Description of the task => Starting with the first line and ending with the one that holds "Mark the matador.", retype the entries exactly.

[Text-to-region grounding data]
━━━━━━━━━━

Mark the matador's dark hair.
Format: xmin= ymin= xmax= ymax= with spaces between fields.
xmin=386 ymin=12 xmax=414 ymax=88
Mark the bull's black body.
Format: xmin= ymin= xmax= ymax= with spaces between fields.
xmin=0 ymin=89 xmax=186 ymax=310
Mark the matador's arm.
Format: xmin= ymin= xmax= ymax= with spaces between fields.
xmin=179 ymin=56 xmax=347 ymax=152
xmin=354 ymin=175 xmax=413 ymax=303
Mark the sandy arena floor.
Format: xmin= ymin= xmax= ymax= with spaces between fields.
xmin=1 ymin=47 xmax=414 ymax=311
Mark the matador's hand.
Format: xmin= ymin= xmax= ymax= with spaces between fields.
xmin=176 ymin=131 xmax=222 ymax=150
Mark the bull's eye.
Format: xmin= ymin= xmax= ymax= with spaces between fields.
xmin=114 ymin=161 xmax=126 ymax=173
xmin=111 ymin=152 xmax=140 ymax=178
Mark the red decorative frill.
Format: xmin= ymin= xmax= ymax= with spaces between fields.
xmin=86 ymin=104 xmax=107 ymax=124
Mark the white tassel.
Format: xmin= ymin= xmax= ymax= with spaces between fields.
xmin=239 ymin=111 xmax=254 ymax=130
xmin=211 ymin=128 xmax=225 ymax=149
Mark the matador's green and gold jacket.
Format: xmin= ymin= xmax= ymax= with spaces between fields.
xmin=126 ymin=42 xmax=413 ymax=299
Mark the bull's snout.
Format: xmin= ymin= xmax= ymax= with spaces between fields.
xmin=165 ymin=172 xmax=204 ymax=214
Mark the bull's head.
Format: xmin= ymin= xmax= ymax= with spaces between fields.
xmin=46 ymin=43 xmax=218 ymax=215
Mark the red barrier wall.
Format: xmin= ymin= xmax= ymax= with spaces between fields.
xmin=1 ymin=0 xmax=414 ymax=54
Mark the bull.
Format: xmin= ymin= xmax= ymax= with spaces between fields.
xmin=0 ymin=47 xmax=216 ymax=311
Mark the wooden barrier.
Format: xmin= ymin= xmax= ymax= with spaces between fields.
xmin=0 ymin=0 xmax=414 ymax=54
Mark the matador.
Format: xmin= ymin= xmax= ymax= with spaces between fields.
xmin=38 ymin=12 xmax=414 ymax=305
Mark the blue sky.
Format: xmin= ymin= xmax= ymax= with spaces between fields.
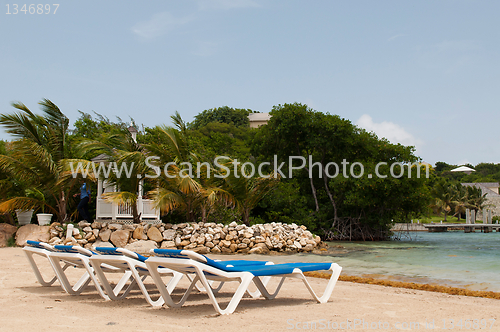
xmin=1 ymin=0 xmax=499 ymax=166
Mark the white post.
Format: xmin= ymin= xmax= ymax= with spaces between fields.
xmin=66 ymin=224 xmax=74 ymax=240
xmin=471 ymin=210 xmax=476 ymax=224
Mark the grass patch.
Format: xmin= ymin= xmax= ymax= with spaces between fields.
xmin=414 ymin=215 xmax=465 ymax=224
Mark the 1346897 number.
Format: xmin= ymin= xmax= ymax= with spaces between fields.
xmin=6 ymin=4 xmax=59 ymax=14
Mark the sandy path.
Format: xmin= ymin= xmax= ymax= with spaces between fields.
xmin=0 ymin=247 xmax=499 ymax=331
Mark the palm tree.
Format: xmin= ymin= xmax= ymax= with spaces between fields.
xmin=76 ymin=128 xmax=157 ymax=222
xmin=147 ymin=112 xmax=236 ymax=223
xmin=218 ymin=159 xmax=280 ymax=226
xmin=451 ymin=183 xmax=468 ymax=221
xmin=0 ymin=99 xmax=82 ymax=222
xmin=465 ymin=186 xmax=489 ymax=221
xmin=430 ymin=179 xmax=454 ymax=221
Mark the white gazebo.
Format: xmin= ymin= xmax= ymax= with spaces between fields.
xmin=92 ymin=128 xmax=160 ymax=222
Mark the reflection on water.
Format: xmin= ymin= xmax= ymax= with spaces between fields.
xmin=273 ymin=231 xmax=500 ymax=291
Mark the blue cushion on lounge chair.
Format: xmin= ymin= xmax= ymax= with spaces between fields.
xmin=94 ymin=247 xmax=148 ymax=262
xmin=153 ymin=249 xmax=270 ymax=268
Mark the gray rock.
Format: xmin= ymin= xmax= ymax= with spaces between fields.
xmin=110 ymin=230 xmax=130 ymax=248
xmin=0 ymin=223 xmax=17 ymax=248
xmin=108 ymin=223 xmax=123 ymax=231
xmin=160 ymin=240 xmax=176 ymax=249
xmin=125 ymin=240 xmax=158 ymax=254
xmin=147 ymin=226 xmax=163 ymax=242
xmin=15 ymin=224 xmax=50 ymax=246
xmin=99 ymin=229 xmax=112 ymax=242
xmin=162 ymin=229 xmax=176 ymax=241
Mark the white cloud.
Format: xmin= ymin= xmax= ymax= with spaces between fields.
xmin=131 ymin=12 xmax=193 ymax=40
xmin=387 ymin=34 xmax=406 ymax=42
xmin=356 ymin=114 xmax=423 ymax=150
xmin=198 ymin=0 xmax=260 ymax=10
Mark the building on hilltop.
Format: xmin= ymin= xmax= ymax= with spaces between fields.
xmin=248 ymin=113 xmax=271 ymax=128
xmin=450 ymin=165 xmax=475 ymax=175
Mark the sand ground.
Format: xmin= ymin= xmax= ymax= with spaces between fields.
xmin=1 ymin=247 xmax=499 ymax=332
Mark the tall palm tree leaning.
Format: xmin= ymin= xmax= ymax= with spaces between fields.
xmin=146 ymin=112 xmax=222 ymax=223
xmin=0 ymin=99 xmax=84 ymax=222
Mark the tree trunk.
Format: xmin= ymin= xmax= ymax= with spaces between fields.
xmin=132 ymin=202 xmax=140 ymax=223
xmin=242 ymin=208 xmax=250 ymax=226
xmin=57 ymin=191 xmax=68 ymax=222
xmin=321 ymin=164 xmax=338 ymax=228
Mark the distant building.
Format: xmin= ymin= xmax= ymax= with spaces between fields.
xmin=461 ymin=182 xmax=500 ymax=217
xmin=248 ymin=113 xmax=271 ymax=128
xmin=461 ymin=183 xmax=499 ymax=196
xmin=450 ymin=166 xmax=475 ymax=175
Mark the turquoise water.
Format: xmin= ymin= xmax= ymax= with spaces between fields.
xmin=274 ymin=231 xmax=500 ymax=291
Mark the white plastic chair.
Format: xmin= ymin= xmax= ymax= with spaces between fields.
xmin=146 ymin=249 xmax=342 ymax=315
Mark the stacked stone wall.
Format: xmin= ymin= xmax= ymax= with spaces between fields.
xmin=45 ymin=221 xmax=323 ymax=254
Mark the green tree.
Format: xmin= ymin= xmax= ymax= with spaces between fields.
xmin=147 ymin=113 xmax=234 ymax=223
xmin=431 ymin=179 xmax=455 ymax=221
xmin=0 ymin=99 xmax=83 ymax=222
xmin=252 ymin=102 xmax=431 ymax=240
xmin=188 ymin=106 xmax=253 ymax=130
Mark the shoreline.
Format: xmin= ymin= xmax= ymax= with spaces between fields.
xmin=307 ymin=272 xmax=500 ymax=300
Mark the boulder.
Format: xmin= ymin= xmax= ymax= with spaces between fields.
xmin=160 ymin=240 xmax=176 ymax=249
xmin=147 ymin=227 xmax=163 ymax=242
xmin=191 ymin=246 xmax=209 ymax=254
xmin=211 ymin=246 xmax=221 ymax=254
xmin=91 ymin=221 xmax=102 ymax=229
xmin=125 ymin=240 xmax=158 ymax=254
xmin=0 ymin=223 xmax=18 ymax=247
xmin=15 ymin=224 xmax=50 ymax=246
xmin=99 ymin=229 xmax=112 ymax=242
xmin=110 ymin=230 xmax=130 ymax=248
xmin=248 ymin=246 xmax=263 ymax=254
xmin=162 ymin=229 xmax=176 ymax=241
xmin=133 ymin=226 xmax=148 ymax=240
xmin=91 ymin=240 xmax=114 ymax=249
xmin=107 ymin=223 xmax=123 ymax=231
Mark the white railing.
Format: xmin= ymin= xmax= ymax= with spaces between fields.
xmin=96 ymin=197 xmax=160 ymax=221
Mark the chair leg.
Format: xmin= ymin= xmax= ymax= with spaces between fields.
xmin=194 ymin=266 xmax=254 ymax=315
xmin=90 ymin=261 xmax=136 ymax=301
xmin=252 ymin=276 xmax=286 ymax=300
xmin=48 ymin=256 xmax=94 ymax=296
xmin=246 ymin=276 xmax=272 ymax=298
xmin=147 ymin=264 xmax=199 ymax=308
xmin=24 ymin=250 xmax=69 ymax=286
xmin=125 ymin=264 xmax=166 ymax=307
xmin=186 ymin=274 xmax=225 ymax=293
xmin=298 ymin=263 xmax=342 ymax=303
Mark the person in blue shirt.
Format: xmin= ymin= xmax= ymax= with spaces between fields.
xmin=74 ymin=182 xmax=91 ymax=222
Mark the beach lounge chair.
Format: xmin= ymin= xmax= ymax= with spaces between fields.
xmin=24 ymin=241 xmax=115 ymax=297
xmin=89 ymin=247 xmax=184 ymax=306
xmin=89 ymin=247 xmax=272 ymax=306
xmin=23 ymin=240 xmax=67 ymax=287
xmin=46 ymin=244 xmax=136 ymax=299
xmin=145 ymin=249 xmax=342 ymax=315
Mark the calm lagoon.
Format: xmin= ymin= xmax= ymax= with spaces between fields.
xmin=276 ymin=231 xmax=500 ymax=291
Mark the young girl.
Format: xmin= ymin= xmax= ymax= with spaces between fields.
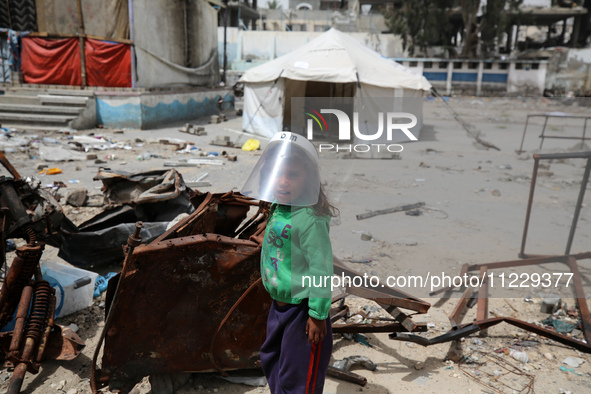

━━━━━━━━━━

Written response =>
Mark the matador's dark hair.
Format: xmin= ymin= xmax= ymax= with spaces between fields.
xmin=386 ymin=12 xmax=414 ymax=88
Mark the bull's black body.
Format: xmin= ymin= xmax= ymax= with spaces between fields.
xmin=0 ymin=89 xmax=186 ymax=310
Mark the matador's arm.
Format: xmin= ymin= xmax= ymax= with spaces between fields.
xmin=179 ymin=56 xmax=347 ymax=152
xmin=354 ymin=175 xmax=413 ymax=303
Mark the sandy arena floor.
Format: xmin= ymin= xmax= ymax= with spaces between fields.
xmin=1 ymin=47 xmax=414 ymax=311
Mark the matador's hand.
Format: xmin= ymin= xmax= ymax= with spaces between fields.
xmin=176 ymin=131 xmax=222 ymax=150
Mark the bull's eye.
Format: xmin= ymin= xmax= ymax= with spaces between fields.
xmin=114 ymin=161 xmax=126 ymax=173
xmin=111 ymin=152 xmax=140 ymax=178
Mark the red decorative frill.
Format: xmin= ymin= xmax= ymax= with spaces between fields.
xmin=86 ymin=104 xmax=107 ymax=124
Mark the white tassel.
Format: xmin= ymin= xmax= ymax= with spaces between fields.
xmin=239 ymin=111 xmax=254 ymax=130
xmin=211 ymin=128 xmax=225 ymax=149
Mark the matador's green and gold jacket.
Format: xmin= ymin= xmax= ymax= with spaces between fields.
xmin=126 ymin=42 xmax=413 ymax=299
Mark the bull's snout.
Format: xmin= ymin= xmax= ymax= with spaces between fields.
xmin=165 ymin=172 xmax=204 ymax=214
Mark the bull's head.
Format: xmin= ymin= xmax= ymax= with spaces between fields.
xmin=46 ymin=43 xmax=218 ymax=215
Mark the red barrier wall.
Format: xmin= ymin= xmax= ymax= with spaces between fields.
xmin=1 ymin=0 xmax=414 ymax=54
Mark the bull.
Format: xmin= ymin= xmax= ymax= with spaces between fields.
xmin=0 ymin=47 xmax=216 ymax=311
Mark the wooden barrier.
Format: xmin= ymin= xmax= ymax= with spaces between fields.
xmin=0 ymin=0 xmax=414 ymax=54
Mark the matador.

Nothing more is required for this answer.